* PROVIDED INFORMATION *
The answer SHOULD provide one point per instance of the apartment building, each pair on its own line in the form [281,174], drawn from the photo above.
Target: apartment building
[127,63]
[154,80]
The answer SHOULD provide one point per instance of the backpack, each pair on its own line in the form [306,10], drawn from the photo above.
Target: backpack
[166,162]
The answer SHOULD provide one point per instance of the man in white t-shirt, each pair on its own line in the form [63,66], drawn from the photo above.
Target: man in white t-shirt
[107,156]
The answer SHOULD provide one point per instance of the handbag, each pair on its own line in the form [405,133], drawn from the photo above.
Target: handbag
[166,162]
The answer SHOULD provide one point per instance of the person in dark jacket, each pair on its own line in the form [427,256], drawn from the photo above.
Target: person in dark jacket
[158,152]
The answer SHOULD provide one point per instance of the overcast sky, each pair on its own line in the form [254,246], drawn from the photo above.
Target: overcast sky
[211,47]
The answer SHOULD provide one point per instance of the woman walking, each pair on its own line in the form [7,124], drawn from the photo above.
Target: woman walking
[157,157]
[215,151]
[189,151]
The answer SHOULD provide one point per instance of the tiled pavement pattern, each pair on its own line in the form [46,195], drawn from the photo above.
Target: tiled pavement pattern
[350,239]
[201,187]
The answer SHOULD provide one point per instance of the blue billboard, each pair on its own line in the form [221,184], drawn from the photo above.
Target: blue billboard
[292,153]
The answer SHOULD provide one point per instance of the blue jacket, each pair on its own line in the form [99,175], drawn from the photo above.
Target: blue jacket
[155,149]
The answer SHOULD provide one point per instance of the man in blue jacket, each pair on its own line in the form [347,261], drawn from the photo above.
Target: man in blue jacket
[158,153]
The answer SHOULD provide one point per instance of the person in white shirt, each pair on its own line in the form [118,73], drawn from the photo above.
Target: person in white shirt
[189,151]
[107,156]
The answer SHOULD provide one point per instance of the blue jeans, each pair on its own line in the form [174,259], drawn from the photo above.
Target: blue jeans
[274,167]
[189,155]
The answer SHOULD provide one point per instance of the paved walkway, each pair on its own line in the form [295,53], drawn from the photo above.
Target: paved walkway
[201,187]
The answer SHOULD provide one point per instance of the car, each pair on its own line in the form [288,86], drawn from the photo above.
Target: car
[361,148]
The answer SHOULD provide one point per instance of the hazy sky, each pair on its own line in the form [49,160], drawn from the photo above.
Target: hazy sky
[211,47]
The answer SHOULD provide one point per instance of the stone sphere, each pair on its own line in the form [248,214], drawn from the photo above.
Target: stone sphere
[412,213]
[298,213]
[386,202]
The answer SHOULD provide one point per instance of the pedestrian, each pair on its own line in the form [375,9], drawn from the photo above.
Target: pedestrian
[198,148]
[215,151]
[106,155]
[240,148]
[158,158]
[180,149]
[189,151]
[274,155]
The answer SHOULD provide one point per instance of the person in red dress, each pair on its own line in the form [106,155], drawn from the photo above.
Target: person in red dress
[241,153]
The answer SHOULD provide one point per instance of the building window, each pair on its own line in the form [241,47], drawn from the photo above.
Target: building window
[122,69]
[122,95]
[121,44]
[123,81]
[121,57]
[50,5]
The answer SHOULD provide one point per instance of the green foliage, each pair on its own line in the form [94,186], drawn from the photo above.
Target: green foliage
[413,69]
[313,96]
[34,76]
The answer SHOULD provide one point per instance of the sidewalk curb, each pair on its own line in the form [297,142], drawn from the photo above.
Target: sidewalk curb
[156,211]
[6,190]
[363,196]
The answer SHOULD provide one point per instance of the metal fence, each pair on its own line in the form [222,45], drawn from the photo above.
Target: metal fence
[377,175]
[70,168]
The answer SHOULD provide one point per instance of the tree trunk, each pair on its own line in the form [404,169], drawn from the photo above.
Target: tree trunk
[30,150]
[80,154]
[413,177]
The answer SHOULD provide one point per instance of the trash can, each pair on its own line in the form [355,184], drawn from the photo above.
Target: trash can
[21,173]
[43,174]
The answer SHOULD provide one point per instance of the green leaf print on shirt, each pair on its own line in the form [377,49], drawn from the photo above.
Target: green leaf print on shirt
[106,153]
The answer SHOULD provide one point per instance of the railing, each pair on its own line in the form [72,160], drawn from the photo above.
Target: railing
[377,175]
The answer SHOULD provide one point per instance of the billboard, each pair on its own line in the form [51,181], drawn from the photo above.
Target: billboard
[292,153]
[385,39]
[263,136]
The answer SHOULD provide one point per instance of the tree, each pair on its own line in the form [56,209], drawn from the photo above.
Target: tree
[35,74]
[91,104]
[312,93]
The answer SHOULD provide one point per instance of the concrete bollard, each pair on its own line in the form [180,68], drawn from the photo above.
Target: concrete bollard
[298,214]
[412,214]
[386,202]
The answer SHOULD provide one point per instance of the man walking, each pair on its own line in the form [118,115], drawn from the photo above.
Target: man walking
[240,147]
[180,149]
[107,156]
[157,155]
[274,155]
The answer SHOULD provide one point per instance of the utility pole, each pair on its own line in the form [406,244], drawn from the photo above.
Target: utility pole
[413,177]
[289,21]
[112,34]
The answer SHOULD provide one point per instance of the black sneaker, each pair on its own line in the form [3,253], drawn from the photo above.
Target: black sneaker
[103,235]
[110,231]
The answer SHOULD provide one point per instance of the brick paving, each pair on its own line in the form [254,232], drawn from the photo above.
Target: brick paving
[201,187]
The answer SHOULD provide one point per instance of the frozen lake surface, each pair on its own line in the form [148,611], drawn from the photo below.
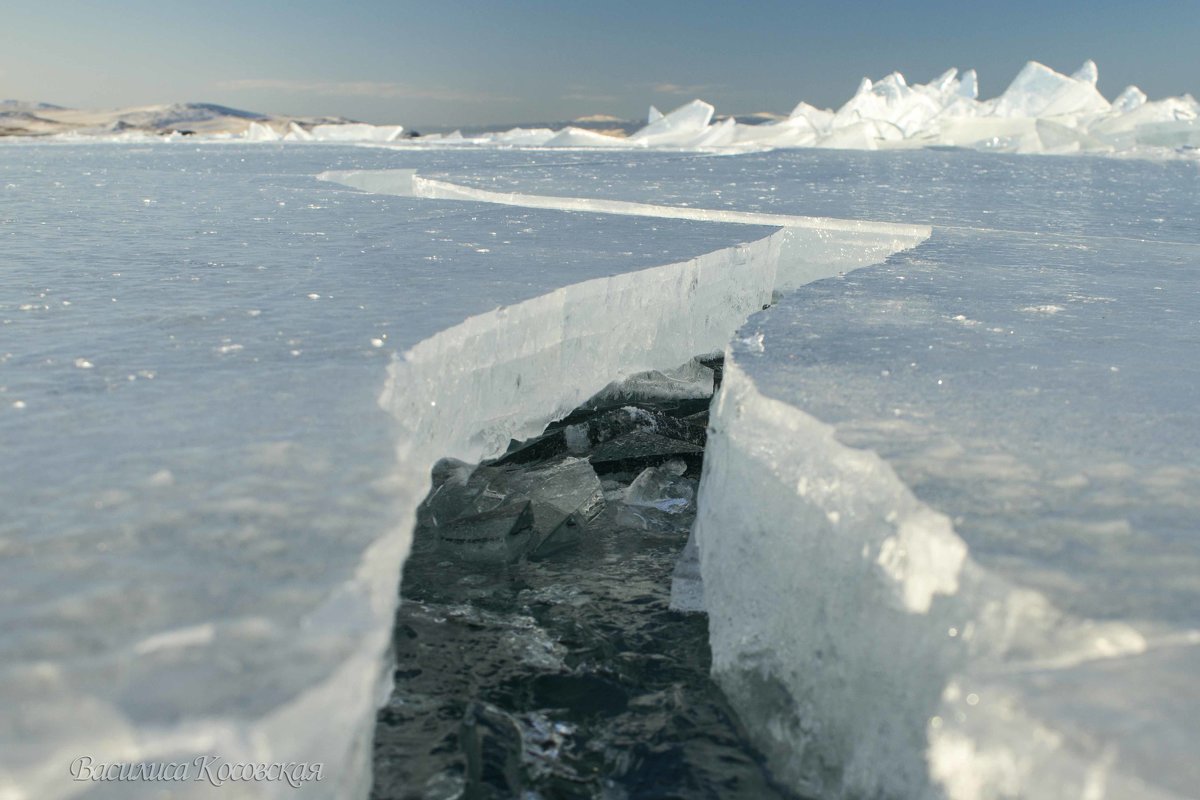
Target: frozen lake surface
[947,521]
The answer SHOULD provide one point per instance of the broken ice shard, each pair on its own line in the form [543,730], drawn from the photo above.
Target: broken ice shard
[637,450]
[689,382]
[502,513]
[502,534]
[582,437]
[660,499]
[663,488]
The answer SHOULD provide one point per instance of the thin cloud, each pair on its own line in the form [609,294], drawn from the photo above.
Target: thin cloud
[358,89]
[583,94]
[681,89]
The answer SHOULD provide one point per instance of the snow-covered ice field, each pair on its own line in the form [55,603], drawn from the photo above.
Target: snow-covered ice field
[947,527]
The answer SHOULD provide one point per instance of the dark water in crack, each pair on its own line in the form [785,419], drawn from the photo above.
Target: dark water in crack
[567,677]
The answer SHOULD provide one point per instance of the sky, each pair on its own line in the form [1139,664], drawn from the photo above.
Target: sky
[437,64]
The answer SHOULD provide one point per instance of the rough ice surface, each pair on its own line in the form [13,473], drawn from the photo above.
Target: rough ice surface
[207,505]
[499,513]
[983,587]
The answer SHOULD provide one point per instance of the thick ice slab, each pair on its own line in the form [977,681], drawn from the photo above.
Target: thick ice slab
[945,187]
[964,487]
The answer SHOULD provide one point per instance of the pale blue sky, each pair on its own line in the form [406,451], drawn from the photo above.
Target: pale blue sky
[471,61]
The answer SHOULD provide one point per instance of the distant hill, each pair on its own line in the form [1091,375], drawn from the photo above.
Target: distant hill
[22,118]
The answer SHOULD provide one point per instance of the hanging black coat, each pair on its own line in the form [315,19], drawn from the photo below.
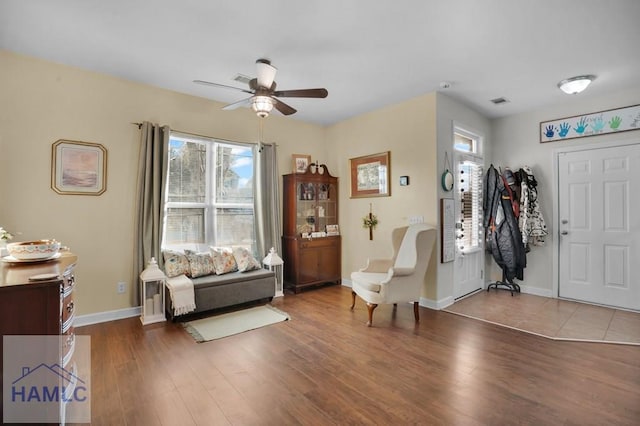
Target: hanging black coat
[504,240]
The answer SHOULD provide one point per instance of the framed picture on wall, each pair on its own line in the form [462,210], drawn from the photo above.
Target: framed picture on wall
[78,168]
[300,163]
[370,175]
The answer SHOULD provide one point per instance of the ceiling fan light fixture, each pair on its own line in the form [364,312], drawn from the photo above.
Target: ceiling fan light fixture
[262,105]
[575,85]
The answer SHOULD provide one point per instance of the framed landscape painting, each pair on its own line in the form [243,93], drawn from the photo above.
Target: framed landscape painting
[370,175]
[78,168]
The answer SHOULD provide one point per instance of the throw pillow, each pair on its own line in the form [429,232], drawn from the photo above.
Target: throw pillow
[175,264]
[200,264]
[223,261]
[245,260]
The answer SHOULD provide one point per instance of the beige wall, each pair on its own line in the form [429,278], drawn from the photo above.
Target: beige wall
[516,143]
[408,131]
[43,102]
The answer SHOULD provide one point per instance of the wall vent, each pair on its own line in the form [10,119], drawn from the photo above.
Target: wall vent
[500,101]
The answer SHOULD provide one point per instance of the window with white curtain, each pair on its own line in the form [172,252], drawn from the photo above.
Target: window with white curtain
[210,194]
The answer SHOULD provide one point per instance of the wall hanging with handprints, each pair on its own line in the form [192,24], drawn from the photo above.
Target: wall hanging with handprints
[594,124]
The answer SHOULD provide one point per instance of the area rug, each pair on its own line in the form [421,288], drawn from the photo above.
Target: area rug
[224,325]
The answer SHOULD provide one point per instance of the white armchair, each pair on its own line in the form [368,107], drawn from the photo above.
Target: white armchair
[399,279]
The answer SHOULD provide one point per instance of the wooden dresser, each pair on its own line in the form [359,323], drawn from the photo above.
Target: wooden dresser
[40,306]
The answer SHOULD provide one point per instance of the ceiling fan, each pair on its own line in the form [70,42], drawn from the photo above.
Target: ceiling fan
[264,96]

* AIM *
Rewrite the material from the line containing "[70,42], drawn from the photo above." through its end, replacing "ceiling fan" with "pendant light" and leaving everything else unchanged. Return only those lines.

* FULL ANSWER *
The answer SHOULD provide one point per instance of the pendant light, each pair on its own line in the form [70,42], drawn from the photo above.
Target: pendant light
[264,96]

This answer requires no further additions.